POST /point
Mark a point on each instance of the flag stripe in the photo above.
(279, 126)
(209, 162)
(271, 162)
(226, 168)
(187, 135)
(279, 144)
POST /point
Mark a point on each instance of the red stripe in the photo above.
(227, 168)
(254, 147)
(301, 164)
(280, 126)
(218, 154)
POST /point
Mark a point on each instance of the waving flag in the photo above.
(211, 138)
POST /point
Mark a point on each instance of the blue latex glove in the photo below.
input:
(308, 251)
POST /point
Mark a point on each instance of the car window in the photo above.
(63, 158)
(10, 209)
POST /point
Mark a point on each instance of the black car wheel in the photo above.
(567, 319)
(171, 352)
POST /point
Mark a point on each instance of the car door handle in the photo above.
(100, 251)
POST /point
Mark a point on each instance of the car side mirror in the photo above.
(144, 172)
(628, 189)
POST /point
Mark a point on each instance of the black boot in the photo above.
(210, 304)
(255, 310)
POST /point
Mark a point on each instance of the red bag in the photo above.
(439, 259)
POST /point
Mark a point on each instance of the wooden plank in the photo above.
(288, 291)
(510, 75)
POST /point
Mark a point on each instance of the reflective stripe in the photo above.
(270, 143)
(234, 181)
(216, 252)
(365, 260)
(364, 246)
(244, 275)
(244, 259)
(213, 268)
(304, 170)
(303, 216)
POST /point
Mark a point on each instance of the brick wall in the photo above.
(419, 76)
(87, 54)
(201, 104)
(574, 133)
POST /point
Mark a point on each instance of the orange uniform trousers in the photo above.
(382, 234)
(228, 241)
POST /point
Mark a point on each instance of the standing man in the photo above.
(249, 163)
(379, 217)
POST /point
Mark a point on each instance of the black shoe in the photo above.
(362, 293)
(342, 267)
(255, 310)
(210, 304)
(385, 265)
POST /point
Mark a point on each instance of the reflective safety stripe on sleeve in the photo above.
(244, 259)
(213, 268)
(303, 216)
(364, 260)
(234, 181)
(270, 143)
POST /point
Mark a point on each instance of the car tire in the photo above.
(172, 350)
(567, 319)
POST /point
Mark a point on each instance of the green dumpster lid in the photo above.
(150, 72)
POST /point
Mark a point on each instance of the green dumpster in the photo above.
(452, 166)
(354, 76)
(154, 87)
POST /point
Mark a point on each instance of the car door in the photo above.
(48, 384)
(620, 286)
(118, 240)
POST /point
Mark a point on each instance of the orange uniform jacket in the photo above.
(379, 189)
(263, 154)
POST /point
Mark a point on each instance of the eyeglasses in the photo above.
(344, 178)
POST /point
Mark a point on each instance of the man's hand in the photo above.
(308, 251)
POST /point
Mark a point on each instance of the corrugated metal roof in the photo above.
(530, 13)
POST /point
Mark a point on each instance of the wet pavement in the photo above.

_PROBLEM DESCRIPTION_. The full set of entries should be transcribed exactly.

_SOLUTION FOR THIS PROBLEM_.
POST /point
Mark a point on each instance of the flag stripe in the photo above.
(279, 126)
(209, 162)
(271, 162)
(226, 168)
(187, 135)
(279, 144)
POST /point
Mark a point on each instance of the red stripe in the photo above.
(227, 168)
(254, 147)
(301, 164)
(280, 126)
(218, 154)
POST /point
Mark a point on each instance of the waving flag in the photo above.
(211, 138)
POST /point
Mark a point on each instance of the blue latex glove in the photo below.
input:
(308, 251)
POST /point
Mark a point on each instance of the car window in the photo above.
(63, 158)
(10, 209)
POST /point
Mark a point on each instance of the black car wheel in the photo above.
(567, 319)
(171, 352)
POST /point
Mark a point on each instance of the car door handle in the photo above.
(100, 251)
POST /point
Mark a point on each instance of the car side mirror in the photo above.
(144, 172)
(628, 189)
POST /point
Mark a point on each instance of the black boot in the photo above.
(210, 304)
(255, 310)
POST /point
Mark a point on each instance of the red bag in the photo above.
(439, 259)
POST /point
Mark a point on each instance of the wooden plank in the photo above.
(288, 291)
(510, 75)
POST /point
Mark a point on each instance of the reflective stripe in the photo above.
(270, 143)
(234, 181)
(216, 252)
(365, 260)
(364, 246)
(244, 275)
(244, 259)
(213, 268)
(304, 170)
(303, 216)
POST /point
Mark a point on each instance of the brick wall in the photo above.
(419, 76)
(87, 54)
(201, 104)
(574, 133)
POST /point
Mark a point on each instance of the orange uniform trousers in the photo above.
(382, 234)
(228, 241)
POST /point
Mark a point on each instance of the standing man in the photo above.
(249, 163)
(379, 217)
POST /point
Mark a point on each instance of the black shoe in the photo above.
(362, 293)
(342, 267)
(255, 310)
(210, 304)
(385, 265)
POST /point
Mark a point on each instance of the reflective safety stripe on sleeve in the photo above.
(244, 259)
(213, 268)
(303, 216)
(364, 260)
(234, 181)
(270, 143)
POST /point
Mark a point on each instance of the car tire in the photo above.
(172, 350)
(567, 319)
POST /point
Mark a point on each instance of the green dumpster lid in the photo above.
(150, 72)
POST /point
Mark a point on each instance of the green dumpster in the photo above.
(452, 166)
(354, 76)
(154, 87)
POST /point
Mark a point on each instance of the car door in the photo above.
(48, 384)
(620, 286)
(118, 240)
POST /point
Mark a point on each instance of the orange uniform jacket in the photo above.
(379, 189)
(263, 154)
POST /point
Mark a point on each instance of the eyeglasses in the photo above.
(344, 178)
POST /point
Mark a point on each instance of the man's hand in the photo above.
(308, 251)
POST /point
Mark a point on each instance of the corrugated metal roof in the photo above.
(530, 13)
POST /point
Mark a point on each instance of the wet pavement in the photo above.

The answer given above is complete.